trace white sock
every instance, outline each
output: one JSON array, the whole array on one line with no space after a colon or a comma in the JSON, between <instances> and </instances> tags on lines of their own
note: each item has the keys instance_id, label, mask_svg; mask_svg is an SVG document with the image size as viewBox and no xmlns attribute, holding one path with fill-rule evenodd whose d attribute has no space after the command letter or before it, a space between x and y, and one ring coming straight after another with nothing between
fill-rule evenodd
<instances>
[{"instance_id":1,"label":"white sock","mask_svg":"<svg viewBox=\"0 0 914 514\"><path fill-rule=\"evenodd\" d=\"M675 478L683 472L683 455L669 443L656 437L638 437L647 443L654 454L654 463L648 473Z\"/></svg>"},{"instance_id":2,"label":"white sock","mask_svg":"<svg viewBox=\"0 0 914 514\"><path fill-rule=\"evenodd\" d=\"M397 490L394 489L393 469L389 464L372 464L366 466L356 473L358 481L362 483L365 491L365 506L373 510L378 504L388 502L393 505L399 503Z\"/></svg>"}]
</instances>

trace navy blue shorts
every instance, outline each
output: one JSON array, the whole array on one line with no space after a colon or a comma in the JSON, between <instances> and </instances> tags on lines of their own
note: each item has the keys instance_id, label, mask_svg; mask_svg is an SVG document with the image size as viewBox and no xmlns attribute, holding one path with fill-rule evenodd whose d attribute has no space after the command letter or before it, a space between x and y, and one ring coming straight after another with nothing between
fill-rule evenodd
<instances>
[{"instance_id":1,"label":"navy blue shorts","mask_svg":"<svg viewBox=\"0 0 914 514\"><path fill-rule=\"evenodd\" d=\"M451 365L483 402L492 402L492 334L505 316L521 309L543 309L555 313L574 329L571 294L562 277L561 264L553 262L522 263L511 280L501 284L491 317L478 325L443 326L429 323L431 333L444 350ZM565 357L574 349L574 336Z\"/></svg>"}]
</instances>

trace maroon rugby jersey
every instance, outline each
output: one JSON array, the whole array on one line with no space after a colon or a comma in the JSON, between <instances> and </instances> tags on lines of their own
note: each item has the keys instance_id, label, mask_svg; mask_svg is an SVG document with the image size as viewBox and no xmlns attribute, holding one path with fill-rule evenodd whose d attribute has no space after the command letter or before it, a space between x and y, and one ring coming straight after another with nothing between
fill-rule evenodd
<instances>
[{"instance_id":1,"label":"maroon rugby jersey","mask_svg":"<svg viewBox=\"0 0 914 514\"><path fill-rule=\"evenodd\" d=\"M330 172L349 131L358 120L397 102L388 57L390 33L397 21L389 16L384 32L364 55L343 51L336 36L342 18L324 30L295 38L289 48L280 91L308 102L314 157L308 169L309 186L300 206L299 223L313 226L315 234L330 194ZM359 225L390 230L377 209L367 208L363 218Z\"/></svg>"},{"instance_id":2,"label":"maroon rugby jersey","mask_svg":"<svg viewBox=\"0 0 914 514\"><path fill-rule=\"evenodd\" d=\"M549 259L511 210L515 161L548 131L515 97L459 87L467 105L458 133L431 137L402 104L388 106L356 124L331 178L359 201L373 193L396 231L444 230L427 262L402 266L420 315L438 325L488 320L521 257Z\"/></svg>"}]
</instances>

= = = = =

In the lines starting at the one that contains "trace maroon rugby jersey" and ending at the end of the items, replace "every instance" with "all instances". Reproduce only those lines, with everything else left as it is.

__FINAL RESULT__:
trace maroon rugby jersey
all instances, outline each
output: one JSON array, the whole array on one line with no space after a colon or a comma in the JSON, between <instances> and </instances> tags on lines of their own
note: each item has the keys instance_id, label, mask_svg; mask_svg is an SVG document with the image size as viewBox and no xmlns attribute, holding one path with fill-rule evenodd whose d attribute has no space after the command letter or before it, a space between x and y, and one ring coming straight after another with nothing between
fill-rule evenodd
<instances>
[{"instance_id":1,"label":"maroon rugby jersey","mask_svg":"<svg viewBox=\"0 0 914 514\"><path fill-rule=\"evenodd\" d=\"M330 172L349 131L358 120L397 102L388 57L390 33L397 21L389 16L384 32L364 55L343 51L336 36L342 18L324 30L295 38L289 48L280 91L308 102L314 157L308 169L309 186L300 206L299 223L313 226L315 234L330 194ZM359 225L390 230L377 209L367 208L363 218Z\"/></svg>"},{"instance_id":2,"label":"maroon rugby jersey","mask_svg":"<svg viewBox=\"0 0 914 514\"><path fill-rule=\"evenodd\" d=\"M549 259L511 210L515 161L548 131L515 97L459 87L467 105L458 133L431 137L402 104L388 106L356 124L331 178L359 201L373 193L396 231L444 230L427 262L402 266L420 315L438 325L488 320L521 257Z\"/></svg>"}]
</instances>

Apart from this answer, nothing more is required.